WHAT TO DO
Please change every "disc" in the records below to "circle" and give the records again with nothing else changed.

AVAILABLE RECORDS
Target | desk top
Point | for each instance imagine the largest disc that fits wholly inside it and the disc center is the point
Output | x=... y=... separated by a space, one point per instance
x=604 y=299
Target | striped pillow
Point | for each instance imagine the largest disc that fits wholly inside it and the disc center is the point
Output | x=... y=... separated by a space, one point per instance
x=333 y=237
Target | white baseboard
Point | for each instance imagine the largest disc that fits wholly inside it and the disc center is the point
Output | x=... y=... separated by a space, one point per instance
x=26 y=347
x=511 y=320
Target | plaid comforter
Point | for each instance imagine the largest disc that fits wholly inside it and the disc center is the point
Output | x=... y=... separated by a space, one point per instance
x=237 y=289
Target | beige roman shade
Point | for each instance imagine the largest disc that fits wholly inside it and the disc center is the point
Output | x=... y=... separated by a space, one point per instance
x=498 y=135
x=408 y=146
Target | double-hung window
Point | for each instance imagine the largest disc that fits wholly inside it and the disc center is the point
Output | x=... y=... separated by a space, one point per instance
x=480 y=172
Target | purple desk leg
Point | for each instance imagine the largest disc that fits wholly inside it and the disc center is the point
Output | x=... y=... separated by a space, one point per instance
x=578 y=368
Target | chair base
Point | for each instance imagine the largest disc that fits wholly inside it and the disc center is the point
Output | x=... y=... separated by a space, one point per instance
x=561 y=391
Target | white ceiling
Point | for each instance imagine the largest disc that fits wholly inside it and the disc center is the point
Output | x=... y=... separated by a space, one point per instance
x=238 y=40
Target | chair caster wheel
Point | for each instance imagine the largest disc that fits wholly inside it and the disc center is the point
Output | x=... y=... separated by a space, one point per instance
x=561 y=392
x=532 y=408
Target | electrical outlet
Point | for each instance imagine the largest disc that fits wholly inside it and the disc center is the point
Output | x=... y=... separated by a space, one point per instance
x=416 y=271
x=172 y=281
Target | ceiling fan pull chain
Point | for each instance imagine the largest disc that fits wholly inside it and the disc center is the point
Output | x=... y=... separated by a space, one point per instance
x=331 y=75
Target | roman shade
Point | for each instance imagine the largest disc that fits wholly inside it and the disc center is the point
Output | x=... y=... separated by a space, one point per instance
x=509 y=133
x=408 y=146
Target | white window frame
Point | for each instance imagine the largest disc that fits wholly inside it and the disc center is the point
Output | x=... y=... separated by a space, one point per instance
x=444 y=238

SOLUTION BELOW
Target | desk top
Point | for each instance imagine the largest circle that fits wholly inside it and the circle center is the point
Output | x=... y=... separated by a space, one point per instance
x=604 y=299
Target | striped pillow
Point | for each instance imagine the largest circle that fits wholly inside it and the circle center is the point
Output | x=... y=... separated by a space, one point per instance
x=333 y=237
Target | white baseboard
Point | for each instance imagine the largest circle that fits wholly inside it and the circle center is the point
Output | x=... y=... separated by a space, one point per instance
x=26 y=347
x=511 y=320
Target | plaid comforter
Point | for each instance imagine the largest circle that fits wholly inside it and the circle center is the point
Output | x=... y=... separated by a space, one point per instance
x=237 y=289
Target | beige roman shade
Point | for each instance imagine the largest circle that fits wholly inside it and the circle center is the point
Output | x=... y=... separated by a space, one point per instance
x=498 y=135
x=408 y=146
Target | double-hung window
Point | for each instance imagine the largest circle that fits wholly inside it and the circle center is the point
Output | x=... y=... separated by a space, one point per instance
x=480 y=172
Target | purple desk leg
Point | for each instance imagine the largest circle that fits wholly inside it and the circle center is the point
Output | x=... y=... separated by a space, one point per instance
x=578 y=368
Target | chair base
Point | for each instance imagine the largest circle that fits wholly inside it and the circle center is the point
Output | x=... y=... separated by a space, one point per instance
x=561 y=391
Target | white ceiling
Point | for each instance imagine the largest circle that fits wholly inside it and the circle center is the point
Output | x=... y=... separated by a space, one point per instance
x=238 y=40
Target | chair caster wheel
Point | for each instance imagine the largest circle that fits wholly inside it and the circle center is the point
Output | x=... y=... separated by a space, one point per instance
x=561 y=392
x=532 y=408
Target | electrical outlet
Point | for each instance imagine the largest circle that fits wholly inside it and the circle center is the point
Output | x=... y=... separated by a space, one point per instance
x=416 y=271
x=172 y=281
Target | ceiling fan pull chain
Point | for each instance imagine the largest circle that fits wholly inside it and the circle center is the point
Output | x=... y=... separated by a space, one point per instance
x=331 y=75
Target | roman shade
Point | for each instance imagine the largest circle that fits wholly inside it and the circle center is the point
Output | x=... y=... separated by a space, one point per instance
x=509 y=133
x=408 y=146
Target | white window frame
Point | for each instance imagine the largest circle that fits wholly inside it and the circle center is the point
Output | x=... y=... separated by a space, one point per instance
x=444 y=238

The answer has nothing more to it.